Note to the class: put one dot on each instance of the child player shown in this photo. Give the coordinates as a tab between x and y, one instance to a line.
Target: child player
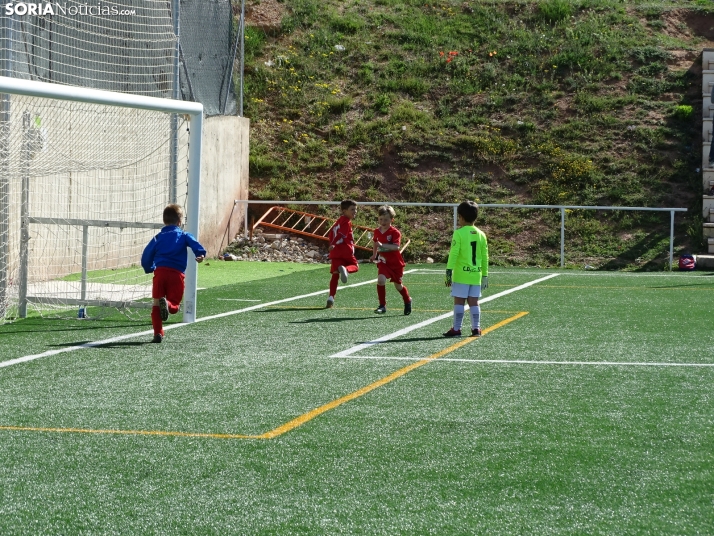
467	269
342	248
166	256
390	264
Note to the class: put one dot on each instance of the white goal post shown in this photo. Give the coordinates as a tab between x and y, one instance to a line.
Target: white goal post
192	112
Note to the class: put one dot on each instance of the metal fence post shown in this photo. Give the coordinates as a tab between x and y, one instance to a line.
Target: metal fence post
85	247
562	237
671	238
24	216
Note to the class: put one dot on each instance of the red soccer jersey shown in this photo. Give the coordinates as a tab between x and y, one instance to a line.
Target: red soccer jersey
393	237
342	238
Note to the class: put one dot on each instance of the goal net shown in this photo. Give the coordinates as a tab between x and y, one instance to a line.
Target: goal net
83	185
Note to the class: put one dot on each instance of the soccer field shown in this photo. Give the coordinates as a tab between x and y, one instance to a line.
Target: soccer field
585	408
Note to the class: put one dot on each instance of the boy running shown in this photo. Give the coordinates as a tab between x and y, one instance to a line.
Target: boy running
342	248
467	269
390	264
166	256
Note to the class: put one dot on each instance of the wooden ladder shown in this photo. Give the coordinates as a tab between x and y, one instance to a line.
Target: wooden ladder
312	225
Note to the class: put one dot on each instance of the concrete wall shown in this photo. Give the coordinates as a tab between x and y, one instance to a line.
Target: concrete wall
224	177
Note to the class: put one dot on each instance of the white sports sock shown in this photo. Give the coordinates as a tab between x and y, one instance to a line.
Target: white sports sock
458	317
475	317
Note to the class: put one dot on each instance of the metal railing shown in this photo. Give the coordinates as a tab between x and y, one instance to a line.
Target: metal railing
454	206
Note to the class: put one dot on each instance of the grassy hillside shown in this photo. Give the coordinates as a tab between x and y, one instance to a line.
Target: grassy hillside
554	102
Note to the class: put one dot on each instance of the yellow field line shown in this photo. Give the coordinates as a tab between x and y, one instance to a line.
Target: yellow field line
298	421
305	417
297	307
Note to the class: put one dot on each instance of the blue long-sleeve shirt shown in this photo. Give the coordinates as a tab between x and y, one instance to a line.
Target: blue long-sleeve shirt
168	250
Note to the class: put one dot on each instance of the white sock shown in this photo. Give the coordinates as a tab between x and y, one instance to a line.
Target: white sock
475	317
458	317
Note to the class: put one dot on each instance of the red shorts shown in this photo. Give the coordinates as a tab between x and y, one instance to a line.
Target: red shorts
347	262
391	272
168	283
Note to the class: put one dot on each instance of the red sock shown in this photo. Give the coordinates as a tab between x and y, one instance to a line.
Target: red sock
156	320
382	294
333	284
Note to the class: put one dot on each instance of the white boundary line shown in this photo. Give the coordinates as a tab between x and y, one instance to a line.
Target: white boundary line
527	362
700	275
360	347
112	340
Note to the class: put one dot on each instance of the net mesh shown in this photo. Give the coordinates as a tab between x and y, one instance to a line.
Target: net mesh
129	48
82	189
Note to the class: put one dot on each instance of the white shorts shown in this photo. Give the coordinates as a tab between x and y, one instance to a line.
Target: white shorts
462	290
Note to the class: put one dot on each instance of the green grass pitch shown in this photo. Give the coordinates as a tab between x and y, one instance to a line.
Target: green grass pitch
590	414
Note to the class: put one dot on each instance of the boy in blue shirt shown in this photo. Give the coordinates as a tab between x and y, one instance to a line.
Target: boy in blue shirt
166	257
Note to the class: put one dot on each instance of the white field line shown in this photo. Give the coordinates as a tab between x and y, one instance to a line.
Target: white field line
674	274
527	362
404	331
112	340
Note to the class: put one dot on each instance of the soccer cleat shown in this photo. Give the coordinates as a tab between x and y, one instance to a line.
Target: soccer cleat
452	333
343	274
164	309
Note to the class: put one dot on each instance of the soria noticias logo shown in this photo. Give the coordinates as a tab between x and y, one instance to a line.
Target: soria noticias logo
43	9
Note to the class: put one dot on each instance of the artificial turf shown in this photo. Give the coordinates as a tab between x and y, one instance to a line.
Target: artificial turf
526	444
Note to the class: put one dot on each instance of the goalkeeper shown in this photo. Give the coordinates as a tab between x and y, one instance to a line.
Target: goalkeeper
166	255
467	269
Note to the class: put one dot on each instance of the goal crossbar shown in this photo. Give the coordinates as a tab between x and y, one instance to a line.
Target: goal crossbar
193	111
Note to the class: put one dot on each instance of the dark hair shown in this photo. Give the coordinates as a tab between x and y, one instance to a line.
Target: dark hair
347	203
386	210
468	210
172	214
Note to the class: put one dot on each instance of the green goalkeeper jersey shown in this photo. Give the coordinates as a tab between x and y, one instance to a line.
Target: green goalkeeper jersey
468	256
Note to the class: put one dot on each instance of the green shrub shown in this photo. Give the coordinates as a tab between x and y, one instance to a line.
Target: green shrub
════════
[Required action]
From the records above, give again exactly the lines running from the line with "Target: concrete wall" to the line with "the red sock", inclusive.

[Solution to this exercise]
Target: concrete wall
224	177
Note to the class: put one dot on each instance of the white sports sock shown in this photo. Give the coordinates as a tab between x and y, one instance to a line.
Target: white sports sock
458	317
475	317
Note to the class: put one dot on each instance of the metal railing shown in this photo. Give the coordinates as a tab between x and y, one instance to a line.
Target: metal railing
454	206
Note to the class: put one dot on each instance of the grassy hillside shown in this photo. Give the coordinates as a tab between x and y, one instance to a line.
Target: grassy hillside
554	102
Note to the class: put one dot on each instance of the yellow field line shown in this photo. Give the coordinates as a tab between x and y, one instance to a line.
Target: yellow field line
298	421
305	417
297	307
Note to the class: put one dot on each instance of the blue long-sleeve shirt shown in this photo. Give the coordinates as a tab between x and y, one instance to a line.
Target: blue long-sleeve shirt
168	250
Note to the class: put one dot on each instance of the white sock shown in this photo. Give the coordinates as a tab between x and y, one instance to a line.
Target: white sock
475	317
458	317
Note to the class: put one dot on each instance of the red shorts shown in this photo. Give the coordinates as a tab between x and y, one instance to a line.
Target: red shorts
347	262
391	272
168	283
Note to the class: put one dot on each instance of the red sock shown in this photo. Give the coordinates as a tab between x and y, one instance to a line.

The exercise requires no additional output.